Rewrite the rows starting at the line containing "image for wood" and ending at the line containing "[0,272,1456,779]", changing "wood chip mulch" to "pine bark mulch" and leaving everything else as it is. Omit the pictures from your answer.

- _Information shown_
++++++

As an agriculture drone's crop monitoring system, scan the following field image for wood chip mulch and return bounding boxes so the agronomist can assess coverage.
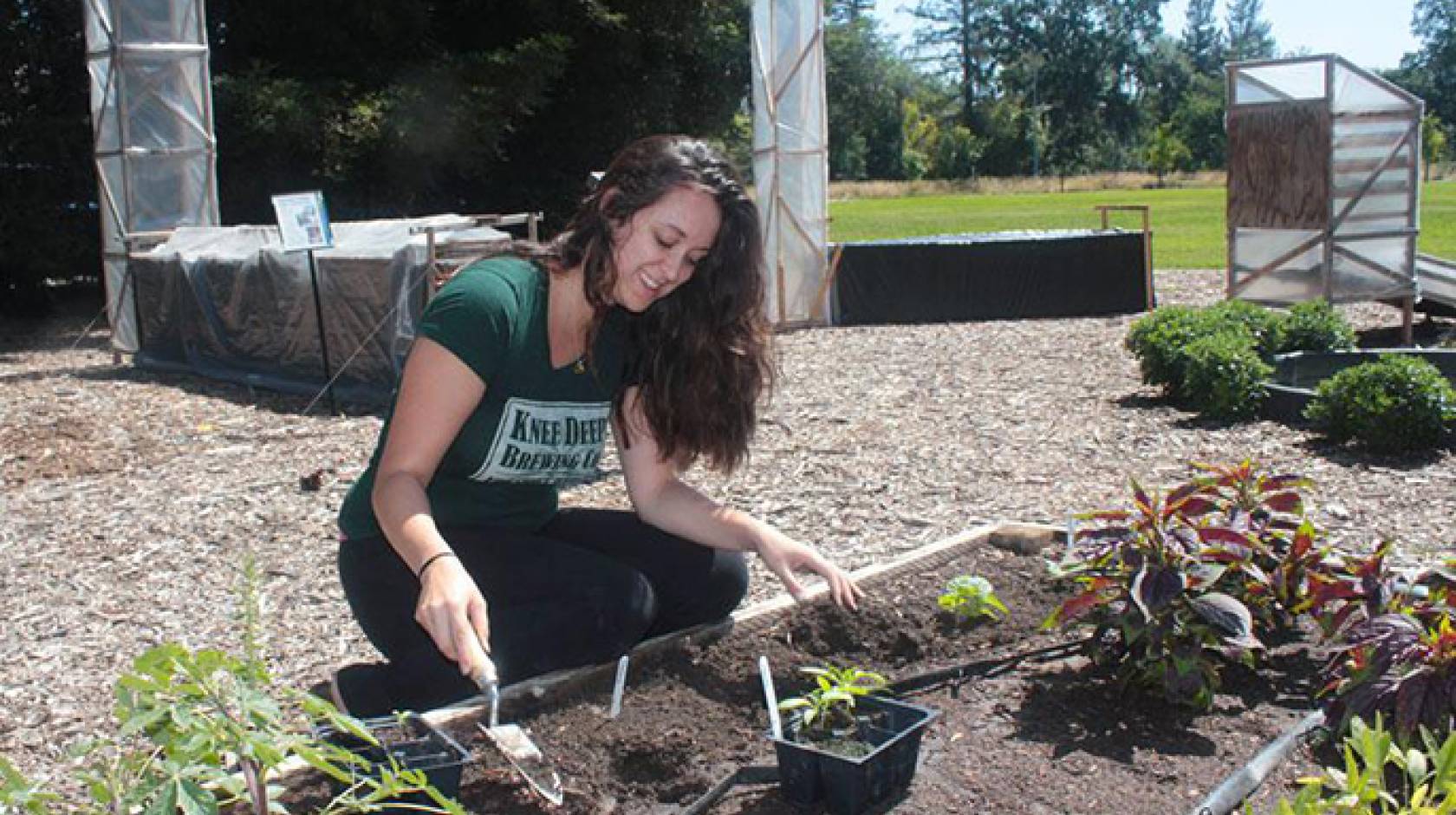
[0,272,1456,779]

++++++

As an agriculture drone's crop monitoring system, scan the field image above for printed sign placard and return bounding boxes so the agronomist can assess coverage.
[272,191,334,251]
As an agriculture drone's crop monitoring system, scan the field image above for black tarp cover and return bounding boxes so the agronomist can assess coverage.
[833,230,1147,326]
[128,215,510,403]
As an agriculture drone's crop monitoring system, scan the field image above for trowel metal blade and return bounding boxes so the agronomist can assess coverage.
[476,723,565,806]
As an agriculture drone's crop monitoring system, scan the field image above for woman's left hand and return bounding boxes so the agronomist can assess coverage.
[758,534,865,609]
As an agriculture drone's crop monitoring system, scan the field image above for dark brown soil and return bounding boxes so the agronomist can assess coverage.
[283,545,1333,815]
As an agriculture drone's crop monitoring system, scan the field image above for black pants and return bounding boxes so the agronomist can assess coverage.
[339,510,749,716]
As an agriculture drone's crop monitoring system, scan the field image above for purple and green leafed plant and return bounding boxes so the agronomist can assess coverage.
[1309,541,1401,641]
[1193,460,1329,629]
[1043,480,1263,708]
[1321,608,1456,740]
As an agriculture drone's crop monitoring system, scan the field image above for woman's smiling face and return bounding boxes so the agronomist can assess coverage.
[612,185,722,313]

++++++

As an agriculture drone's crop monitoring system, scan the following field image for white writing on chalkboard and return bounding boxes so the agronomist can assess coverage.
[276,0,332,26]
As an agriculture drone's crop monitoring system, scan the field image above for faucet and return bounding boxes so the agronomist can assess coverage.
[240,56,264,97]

++++++

- _Task response_
As an agriculture drone's crop monitoring system, scan the following field image for pine bark mulch and return bounding boxes so the agronomist can assess coverage.
[0,272,1456,779]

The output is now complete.